Convierte en una lista JSON de cadenas las líneas de los datos, empezando en la línea que contiene "search: raised arm?", incluida, y terminando al final de los datos. Pon una cadena por línea y omite las líneas en blanco.

___ Datos proporcionados

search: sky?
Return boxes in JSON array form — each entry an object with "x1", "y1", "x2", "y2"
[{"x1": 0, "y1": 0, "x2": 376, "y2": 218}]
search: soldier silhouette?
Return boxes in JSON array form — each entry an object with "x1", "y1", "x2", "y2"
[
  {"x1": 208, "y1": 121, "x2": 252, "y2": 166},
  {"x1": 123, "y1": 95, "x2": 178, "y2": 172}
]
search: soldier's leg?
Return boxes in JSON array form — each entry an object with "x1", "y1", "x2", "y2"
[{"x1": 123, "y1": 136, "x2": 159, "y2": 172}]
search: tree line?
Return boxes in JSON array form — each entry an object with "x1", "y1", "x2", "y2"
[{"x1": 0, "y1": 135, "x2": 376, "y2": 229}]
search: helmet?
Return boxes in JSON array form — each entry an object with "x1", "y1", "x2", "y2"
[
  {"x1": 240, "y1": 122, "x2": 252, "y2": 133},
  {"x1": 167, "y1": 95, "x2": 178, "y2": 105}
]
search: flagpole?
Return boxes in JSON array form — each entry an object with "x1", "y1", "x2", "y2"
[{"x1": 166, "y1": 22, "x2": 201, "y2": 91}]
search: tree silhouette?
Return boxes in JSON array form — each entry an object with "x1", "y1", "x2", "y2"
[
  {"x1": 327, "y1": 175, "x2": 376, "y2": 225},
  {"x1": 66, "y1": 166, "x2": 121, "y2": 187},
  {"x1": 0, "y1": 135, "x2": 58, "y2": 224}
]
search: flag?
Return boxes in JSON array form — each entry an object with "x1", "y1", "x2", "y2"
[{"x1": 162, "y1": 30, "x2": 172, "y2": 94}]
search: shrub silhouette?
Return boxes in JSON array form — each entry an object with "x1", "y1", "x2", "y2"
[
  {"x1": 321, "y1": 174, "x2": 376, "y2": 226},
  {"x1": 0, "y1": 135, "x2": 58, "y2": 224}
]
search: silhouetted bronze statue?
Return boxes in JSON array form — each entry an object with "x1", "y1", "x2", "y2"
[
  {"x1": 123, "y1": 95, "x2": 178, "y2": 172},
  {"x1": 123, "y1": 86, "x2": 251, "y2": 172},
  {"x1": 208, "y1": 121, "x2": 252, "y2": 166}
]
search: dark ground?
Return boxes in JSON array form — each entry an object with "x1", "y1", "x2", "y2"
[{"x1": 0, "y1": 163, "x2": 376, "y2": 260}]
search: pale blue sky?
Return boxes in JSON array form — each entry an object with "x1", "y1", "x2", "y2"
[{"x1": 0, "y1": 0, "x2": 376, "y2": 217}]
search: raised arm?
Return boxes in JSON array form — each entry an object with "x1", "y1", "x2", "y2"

______

### Respuesta al ejercicio
[
  "search: raised arm?",
  "Return boxes in JSON array form — each entry an object with \"x1\", \"y1\", \"x2\", \"y2\""
]